Rewrite all of the material below with every "benchmark" replaced by "evaluation" and everything else unchanged, leaving the pictures out.
--- begin PROVIDED DATA ---
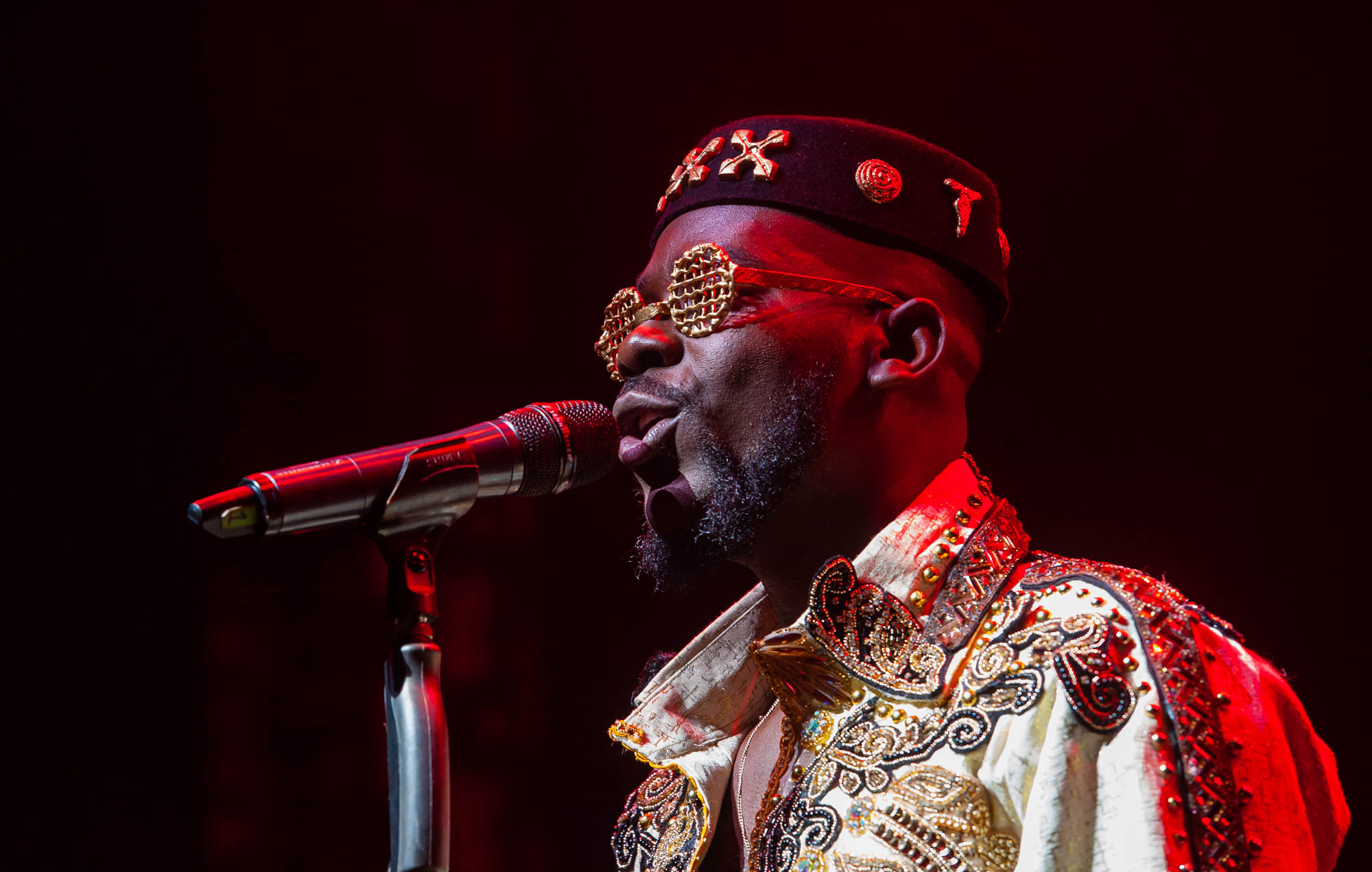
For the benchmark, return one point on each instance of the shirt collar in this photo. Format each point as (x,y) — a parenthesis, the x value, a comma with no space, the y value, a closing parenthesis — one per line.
(713,689)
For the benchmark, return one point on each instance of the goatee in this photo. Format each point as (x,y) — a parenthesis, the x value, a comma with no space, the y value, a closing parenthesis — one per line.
(746,493)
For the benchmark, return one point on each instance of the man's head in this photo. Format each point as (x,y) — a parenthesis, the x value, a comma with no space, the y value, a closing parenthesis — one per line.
(806,420)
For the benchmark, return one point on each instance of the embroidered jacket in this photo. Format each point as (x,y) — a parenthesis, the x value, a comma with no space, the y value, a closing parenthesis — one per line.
(954,701)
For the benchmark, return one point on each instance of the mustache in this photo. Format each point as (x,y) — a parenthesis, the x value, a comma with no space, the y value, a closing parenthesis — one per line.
(648,386)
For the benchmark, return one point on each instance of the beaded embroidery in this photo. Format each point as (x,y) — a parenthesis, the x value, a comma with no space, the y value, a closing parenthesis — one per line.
(662,826)
(1214,818)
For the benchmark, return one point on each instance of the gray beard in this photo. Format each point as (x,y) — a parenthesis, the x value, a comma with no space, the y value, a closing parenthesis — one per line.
(746,494)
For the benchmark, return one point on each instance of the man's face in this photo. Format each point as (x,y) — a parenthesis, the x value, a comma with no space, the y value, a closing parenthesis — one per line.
(726,429)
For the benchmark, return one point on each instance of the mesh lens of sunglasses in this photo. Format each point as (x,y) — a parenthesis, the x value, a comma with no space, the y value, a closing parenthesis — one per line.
(625,313)
(703,288)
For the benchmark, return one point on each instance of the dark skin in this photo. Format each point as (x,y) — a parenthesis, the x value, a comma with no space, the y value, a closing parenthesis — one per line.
(894,419)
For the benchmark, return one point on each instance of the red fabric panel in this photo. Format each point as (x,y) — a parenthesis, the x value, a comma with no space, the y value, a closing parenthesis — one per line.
--- end PROVIDED DATA ---
» **CORRECT RESPONSE**:
For the evaluation, return one point on each instance of the shirt collar in this photo. Format each point as (x,y) — a parenthesis, the x value, a comma with no space, the y value, a closing parenthesis — one per line.
(713,689)
For the evaluation, return one point on each instance of the goatee in this photo. Format each point as (x,y) — a parenthesis, the x value, a comma with no space, the y value, a closing parenthesis — one per line.
(746,493)
For the evaluation, return one point on each instance of the man's head in this photo. Format each point as (x,y) — a parenthesis, the x value, a comma with no space, the y value, a closing parenthesis — one per line.
(806,420)
For the evaluation, return one point on each instance of the embroidered jacket in this photo. Format each point as (x,y) — a parenthesis, the x value, a comma with no space, the y value, a closing parenthesis — one per line.
(954,701)
For the evaluation, return one point on each instance of the mustache in this photo. Format each point as (x,y) — a parenthesis, the x value, a comma with no space, the y value, a closing parenthesis — one per line.
(648,386)
For the evaluation, return one point on each instance of the beaded embroidery in this photo. Format each point as (x,y) — a parenthesis, the x value, a comma with no space, the y value, a closing parenthesis — one per line.
(662,826)
(1214,818)
For the evaluation, return one point on each instance of the gray beard in this photo. Format each point as (x,y) — a parenthesis, the x value, a comma with no space, the y value, a closing parenthesis — one per line.
(746,494)
For the evaluation, return one point on each instance of the man's face in this photo. Format each point as (x,y) — a parenthesis, the x value, a comma with no space, the y value, a closing parenthesis — one per line.
(726,429)
For the evaluation, return one point on each instance of the mesh lens of sunglasses in this photo. Format each point as (x,y) — a parenthesis, the x value, a comma with no space, the y value, a closing parenthesis — one per line.
(625,313)
(703,288)
For the evaluation, return one point on each instance of the dark skin in this photo. Format each point as (x,y) — a parenthesis, the x value, a comma with no space, the y value, a closing parenthesis — one per line.
(894,419)
For the evaluation, return one point on each instance of the red fabric panel in this photo. Format each point as (x,y) — a parenthesis, the x value, a comma with no space, the y value, a closing parenthesis — one per line.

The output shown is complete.